## Required action
Within the material below, locate the line with "Locate the white bed" and the line with "Locate the wooden step", then return those two lines and all lines between them, exactly as written.

## Supplied material
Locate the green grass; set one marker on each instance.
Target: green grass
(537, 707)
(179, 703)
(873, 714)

---

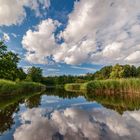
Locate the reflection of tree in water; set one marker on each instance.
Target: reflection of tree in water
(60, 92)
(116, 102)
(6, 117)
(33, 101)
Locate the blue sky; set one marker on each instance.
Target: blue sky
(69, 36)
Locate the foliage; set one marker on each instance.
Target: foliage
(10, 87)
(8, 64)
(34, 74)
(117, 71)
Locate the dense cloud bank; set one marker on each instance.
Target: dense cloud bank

---

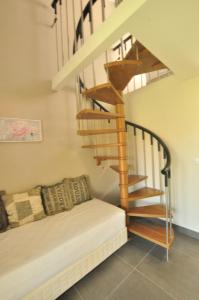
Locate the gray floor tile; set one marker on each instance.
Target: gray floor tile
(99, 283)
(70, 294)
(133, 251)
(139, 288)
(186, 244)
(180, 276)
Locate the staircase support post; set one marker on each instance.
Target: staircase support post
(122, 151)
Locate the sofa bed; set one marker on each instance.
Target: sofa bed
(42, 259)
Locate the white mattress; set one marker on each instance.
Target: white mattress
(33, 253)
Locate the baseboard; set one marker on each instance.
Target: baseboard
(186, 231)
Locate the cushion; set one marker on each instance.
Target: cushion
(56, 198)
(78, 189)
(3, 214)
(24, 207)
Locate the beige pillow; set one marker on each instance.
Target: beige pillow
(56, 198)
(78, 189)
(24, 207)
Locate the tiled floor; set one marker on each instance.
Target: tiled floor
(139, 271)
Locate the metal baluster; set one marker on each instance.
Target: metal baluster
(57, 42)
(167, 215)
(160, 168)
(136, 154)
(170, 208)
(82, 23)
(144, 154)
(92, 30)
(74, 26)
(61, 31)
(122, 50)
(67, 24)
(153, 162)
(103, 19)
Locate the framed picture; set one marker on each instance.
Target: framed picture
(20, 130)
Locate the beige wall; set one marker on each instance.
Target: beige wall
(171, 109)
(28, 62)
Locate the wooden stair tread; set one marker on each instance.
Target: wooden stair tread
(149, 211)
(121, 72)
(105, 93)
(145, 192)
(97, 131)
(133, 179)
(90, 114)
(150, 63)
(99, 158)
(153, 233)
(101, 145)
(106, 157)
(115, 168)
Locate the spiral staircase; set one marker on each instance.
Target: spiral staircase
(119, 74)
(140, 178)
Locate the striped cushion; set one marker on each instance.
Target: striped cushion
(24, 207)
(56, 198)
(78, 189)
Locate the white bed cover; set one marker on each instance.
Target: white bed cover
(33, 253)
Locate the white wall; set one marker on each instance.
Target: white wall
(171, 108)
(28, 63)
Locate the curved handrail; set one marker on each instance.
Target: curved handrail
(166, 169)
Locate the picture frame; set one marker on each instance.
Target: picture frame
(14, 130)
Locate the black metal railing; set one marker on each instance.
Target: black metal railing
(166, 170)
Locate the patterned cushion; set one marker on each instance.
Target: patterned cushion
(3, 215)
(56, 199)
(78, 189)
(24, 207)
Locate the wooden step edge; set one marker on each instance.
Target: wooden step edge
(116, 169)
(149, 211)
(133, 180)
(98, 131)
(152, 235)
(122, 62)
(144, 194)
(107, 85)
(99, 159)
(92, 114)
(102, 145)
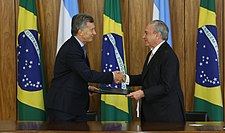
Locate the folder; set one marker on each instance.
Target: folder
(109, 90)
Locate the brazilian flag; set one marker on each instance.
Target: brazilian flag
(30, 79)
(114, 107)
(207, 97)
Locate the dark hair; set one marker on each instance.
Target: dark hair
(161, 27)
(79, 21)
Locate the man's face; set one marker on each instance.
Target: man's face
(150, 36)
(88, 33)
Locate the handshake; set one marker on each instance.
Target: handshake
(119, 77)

## Output for this exercise
Locate the white bed cover; set one marker on each instance.
Target: white bed cover
(33, 253)
Locate the white wall; set one marker on each instance.
Target: white wall
(171, 108)
(28, 63)
Locate the curved handrail; set one marker on each instance.
Target: curved handrail
(166, 169)
Locate the picture frame; set one marker on each instance.
Target: picture frame
(14, 130)
Locate the black metal railing; set one marker on each instance.
Target: black metal railing
(166, 170)
Locate the patterned cushion; set one marker on each instance.
Target: patterned cushion
(3, 215)
(56, 199)
(78, 189)
(24, 207)
Locate the wooden step edge; set one marker on each instance.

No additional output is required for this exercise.